Exercises to complete —
A - In the text on loving the enemy, what do children copy?
B - Reproduce word for word the passage of the text on loving the enemy between "Tip 2 on how" and "for this reason.", inclusive.

Text segment —
• • • • •

Copyright 2012 Stephen Russell-Lacy
Author of  Heart, Head & Hands  Swedenborg’s perspective on emotional problems

Love the enemy – But how to do this?

love the enemyI know who my enemy is: the individual who maliciously damages my property: tramps all over the flower-bed in the garden: scratches the car with a key: trashes the home during a burglary. I feel angered by anyone who threatens to harm my sense of well-being. These are the people I want to complain about and get my own back on. So how on earth does one stop hating such people. How do you ‘love’ your enemy? Here are some tips I find useful.

Tip 1 on how to love the enemy

Step back from a situation. Then you can start to observe your angry thoughts. Begin to reflect on where they are getting you. When you are feeling angry remember that bitterness will inwardly eat away at your sense of contentment. On the other hand a less negative attitude to the person who has offended you hinders this horrible emotion staying with you. You can’t be positive and negative at the same time. One attitude removes its opposite.

Tip 2 on how to love the enemy

Consider whether becoming calm about your enemy helps your loved ones and friends around you remain calm. They would be affected by your anger, having to listen to your moaning about the person you resent. However, unless you stop your enemy hurting you, your family will feel you are a pushover and feel frustrated with you for this reason.

Tip 3 on how to love the enemy

Understand the harm you could cause to the children in your life by voicing contempt for someone. Children copy the role models provided by the adults around them. A child can readily imitate the idea it is okay to adopt a hate-filled contemptuous attitude. And you will have harmed their sense of right and wrong.

Tip 4 on how to love the enemy

When reflecting on some injustice done to you, bear in mind that we get a more fractured and divided society the more people there are who are filled with feelings of hate; a society where conflict and social disorder are more likely to emerge. And the opposite is true — if we all can overcome enmity, and learn to forgive those whom have hurt us, then society is better off in so many ways. Reconciliation that involves compensation for injury can be extremely powerful and important.  Getting on better with an enemy would improve the lives of two people at the same time.

• • • • •

Material supplied —
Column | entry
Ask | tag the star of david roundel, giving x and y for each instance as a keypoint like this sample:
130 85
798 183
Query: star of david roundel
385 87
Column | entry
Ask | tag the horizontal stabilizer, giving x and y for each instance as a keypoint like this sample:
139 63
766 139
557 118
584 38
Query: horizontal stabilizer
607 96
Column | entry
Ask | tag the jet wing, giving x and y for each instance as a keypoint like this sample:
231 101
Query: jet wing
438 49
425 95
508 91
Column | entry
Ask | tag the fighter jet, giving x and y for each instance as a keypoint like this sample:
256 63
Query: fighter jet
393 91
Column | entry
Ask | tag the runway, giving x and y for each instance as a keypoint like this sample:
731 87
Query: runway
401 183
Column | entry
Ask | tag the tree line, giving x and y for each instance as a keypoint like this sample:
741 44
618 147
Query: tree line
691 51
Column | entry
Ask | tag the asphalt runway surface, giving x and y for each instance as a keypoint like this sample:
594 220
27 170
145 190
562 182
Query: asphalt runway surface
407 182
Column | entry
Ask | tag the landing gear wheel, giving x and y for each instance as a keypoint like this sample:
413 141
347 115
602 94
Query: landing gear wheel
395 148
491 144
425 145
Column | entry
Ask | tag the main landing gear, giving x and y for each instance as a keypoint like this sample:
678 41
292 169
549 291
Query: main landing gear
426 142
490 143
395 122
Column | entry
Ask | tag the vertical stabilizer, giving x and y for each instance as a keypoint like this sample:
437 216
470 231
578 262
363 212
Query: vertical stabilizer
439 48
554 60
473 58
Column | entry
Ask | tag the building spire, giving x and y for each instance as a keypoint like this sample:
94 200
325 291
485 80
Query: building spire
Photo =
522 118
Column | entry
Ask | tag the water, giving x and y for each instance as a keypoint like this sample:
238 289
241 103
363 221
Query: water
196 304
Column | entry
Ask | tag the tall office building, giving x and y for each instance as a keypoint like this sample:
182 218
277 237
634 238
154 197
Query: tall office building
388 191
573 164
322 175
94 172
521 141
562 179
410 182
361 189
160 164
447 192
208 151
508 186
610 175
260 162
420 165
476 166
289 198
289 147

• • • • •

Answer set —
A - Children copy the role models provided by the adults around them.

B -
Tip 2 on how to love the enemy

Consider whether becoming calm about your enemy helps your loved ones and friends around you remain calm. They would be affected by your anger, having to listen to your moaning about the person you resent. However, unless you stop your enemy hurting you, your family will feel you are a pushover and feel frustrated with you for this reason.